(Rows from an object pointing dataset)
__________________________________________________
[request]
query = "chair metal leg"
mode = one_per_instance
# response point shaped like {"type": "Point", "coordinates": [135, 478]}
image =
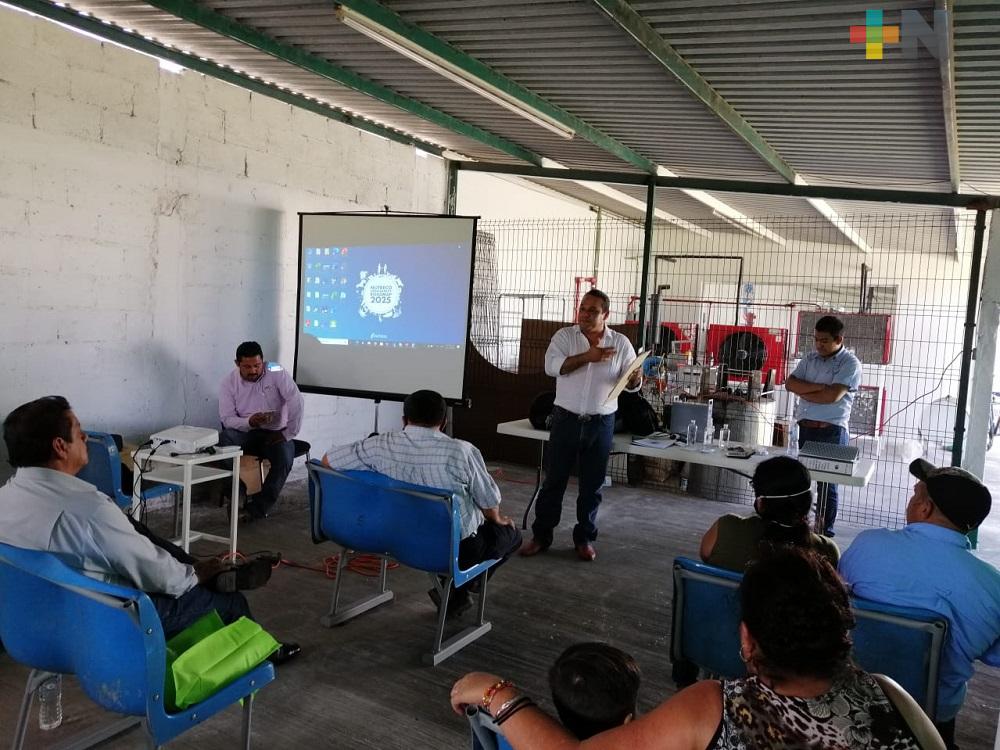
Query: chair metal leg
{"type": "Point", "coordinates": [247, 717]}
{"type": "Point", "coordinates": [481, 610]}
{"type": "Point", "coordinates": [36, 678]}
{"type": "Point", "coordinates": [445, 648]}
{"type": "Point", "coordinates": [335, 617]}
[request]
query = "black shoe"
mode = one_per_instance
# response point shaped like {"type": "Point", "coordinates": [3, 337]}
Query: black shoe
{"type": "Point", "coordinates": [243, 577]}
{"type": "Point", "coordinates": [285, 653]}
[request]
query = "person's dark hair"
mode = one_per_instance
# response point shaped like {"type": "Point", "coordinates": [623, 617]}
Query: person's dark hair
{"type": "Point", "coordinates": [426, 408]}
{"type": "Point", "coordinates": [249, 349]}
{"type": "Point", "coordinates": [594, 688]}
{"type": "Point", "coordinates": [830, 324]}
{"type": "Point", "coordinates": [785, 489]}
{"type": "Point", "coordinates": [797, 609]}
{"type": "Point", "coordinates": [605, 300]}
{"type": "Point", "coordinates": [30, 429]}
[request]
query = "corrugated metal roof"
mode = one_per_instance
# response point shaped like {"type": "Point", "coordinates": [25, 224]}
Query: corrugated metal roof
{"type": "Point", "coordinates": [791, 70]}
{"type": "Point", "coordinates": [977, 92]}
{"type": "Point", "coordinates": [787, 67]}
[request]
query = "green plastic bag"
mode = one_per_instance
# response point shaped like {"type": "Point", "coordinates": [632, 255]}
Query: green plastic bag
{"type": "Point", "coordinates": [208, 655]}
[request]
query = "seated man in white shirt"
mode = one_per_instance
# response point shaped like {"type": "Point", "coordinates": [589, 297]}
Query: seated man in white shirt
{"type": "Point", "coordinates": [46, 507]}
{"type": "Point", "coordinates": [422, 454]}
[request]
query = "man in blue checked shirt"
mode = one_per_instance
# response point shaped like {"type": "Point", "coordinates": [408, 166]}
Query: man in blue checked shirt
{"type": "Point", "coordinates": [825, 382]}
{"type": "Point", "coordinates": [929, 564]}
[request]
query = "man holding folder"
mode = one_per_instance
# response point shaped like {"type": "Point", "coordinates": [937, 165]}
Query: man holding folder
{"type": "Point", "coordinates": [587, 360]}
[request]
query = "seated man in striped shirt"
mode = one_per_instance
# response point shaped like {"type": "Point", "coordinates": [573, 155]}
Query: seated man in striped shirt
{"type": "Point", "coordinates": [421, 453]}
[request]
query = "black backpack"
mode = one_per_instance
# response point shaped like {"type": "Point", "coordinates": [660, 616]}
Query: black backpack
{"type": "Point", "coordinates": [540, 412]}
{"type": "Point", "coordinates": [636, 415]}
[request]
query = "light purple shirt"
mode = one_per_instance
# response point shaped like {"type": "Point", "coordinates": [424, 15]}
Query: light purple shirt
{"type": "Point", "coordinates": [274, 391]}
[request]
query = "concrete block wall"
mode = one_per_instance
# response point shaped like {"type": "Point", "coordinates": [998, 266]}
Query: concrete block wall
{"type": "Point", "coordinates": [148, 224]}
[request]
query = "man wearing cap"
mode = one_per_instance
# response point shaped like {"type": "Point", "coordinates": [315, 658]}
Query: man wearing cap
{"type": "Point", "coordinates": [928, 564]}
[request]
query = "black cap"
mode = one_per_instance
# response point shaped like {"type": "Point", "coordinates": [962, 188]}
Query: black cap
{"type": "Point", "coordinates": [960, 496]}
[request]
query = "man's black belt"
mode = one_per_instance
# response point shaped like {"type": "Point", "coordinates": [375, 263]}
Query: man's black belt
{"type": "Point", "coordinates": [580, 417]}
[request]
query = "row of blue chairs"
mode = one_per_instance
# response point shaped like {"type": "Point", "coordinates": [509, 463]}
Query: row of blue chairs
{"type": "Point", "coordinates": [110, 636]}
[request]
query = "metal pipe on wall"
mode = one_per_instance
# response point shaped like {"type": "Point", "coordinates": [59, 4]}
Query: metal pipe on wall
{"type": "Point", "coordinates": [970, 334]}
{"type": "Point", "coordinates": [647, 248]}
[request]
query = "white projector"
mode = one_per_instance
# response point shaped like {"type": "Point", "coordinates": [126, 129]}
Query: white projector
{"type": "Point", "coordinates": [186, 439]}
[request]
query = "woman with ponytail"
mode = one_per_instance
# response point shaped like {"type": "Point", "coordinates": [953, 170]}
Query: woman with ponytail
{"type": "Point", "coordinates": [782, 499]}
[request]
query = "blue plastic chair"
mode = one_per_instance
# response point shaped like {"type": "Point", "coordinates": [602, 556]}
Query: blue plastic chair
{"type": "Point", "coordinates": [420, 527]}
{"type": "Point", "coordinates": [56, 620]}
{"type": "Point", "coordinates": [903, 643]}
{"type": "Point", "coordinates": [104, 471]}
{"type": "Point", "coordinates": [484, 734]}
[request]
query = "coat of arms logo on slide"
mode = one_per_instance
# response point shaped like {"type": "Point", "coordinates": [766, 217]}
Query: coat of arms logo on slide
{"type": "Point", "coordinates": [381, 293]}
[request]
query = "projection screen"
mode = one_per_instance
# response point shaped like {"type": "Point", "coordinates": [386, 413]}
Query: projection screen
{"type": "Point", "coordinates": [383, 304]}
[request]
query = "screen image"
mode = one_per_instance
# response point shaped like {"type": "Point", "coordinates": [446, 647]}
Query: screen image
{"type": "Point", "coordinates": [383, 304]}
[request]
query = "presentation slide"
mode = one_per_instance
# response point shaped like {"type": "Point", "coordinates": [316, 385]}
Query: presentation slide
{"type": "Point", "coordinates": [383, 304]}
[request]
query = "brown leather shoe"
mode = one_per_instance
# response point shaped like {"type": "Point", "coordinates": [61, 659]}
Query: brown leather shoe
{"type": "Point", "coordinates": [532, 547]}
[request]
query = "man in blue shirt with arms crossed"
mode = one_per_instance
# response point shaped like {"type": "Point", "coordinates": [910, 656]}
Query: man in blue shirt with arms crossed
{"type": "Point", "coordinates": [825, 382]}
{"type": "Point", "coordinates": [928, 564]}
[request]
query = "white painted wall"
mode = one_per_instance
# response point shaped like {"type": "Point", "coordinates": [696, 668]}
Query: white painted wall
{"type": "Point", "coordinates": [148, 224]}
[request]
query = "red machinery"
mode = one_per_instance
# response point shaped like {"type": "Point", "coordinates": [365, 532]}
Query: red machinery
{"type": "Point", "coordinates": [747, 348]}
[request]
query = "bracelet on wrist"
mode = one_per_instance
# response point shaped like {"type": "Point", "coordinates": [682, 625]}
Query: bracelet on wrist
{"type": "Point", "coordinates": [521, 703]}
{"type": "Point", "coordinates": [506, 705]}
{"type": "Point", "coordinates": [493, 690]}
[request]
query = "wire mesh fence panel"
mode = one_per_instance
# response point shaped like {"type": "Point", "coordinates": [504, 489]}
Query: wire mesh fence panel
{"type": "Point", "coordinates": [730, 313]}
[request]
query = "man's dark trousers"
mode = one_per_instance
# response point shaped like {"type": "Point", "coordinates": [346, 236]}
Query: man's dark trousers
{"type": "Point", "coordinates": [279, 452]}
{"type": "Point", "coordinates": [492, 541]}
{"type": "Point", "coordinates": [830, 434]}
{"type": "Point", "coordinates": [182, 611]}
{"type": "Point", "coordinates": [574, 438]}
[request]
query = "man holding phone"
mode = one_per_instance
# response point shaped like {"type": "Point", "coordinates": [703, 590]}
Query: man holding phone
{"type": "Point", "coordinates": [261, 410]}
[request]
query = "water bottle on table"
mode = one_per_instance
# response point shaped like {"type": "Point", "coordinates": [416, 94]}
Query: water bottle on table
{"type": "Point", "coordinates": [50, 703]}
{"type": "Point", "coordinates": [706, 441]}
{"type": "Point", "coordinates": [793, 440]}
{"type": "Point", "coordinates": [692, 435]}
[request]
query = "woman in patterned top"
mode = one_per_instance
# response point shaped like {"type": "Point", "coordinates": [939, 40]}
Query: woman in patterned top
__________________________________________________
Work instructions =
How many of the lines above contain the string "seated"? Reply with the number alone.

Complete response =
4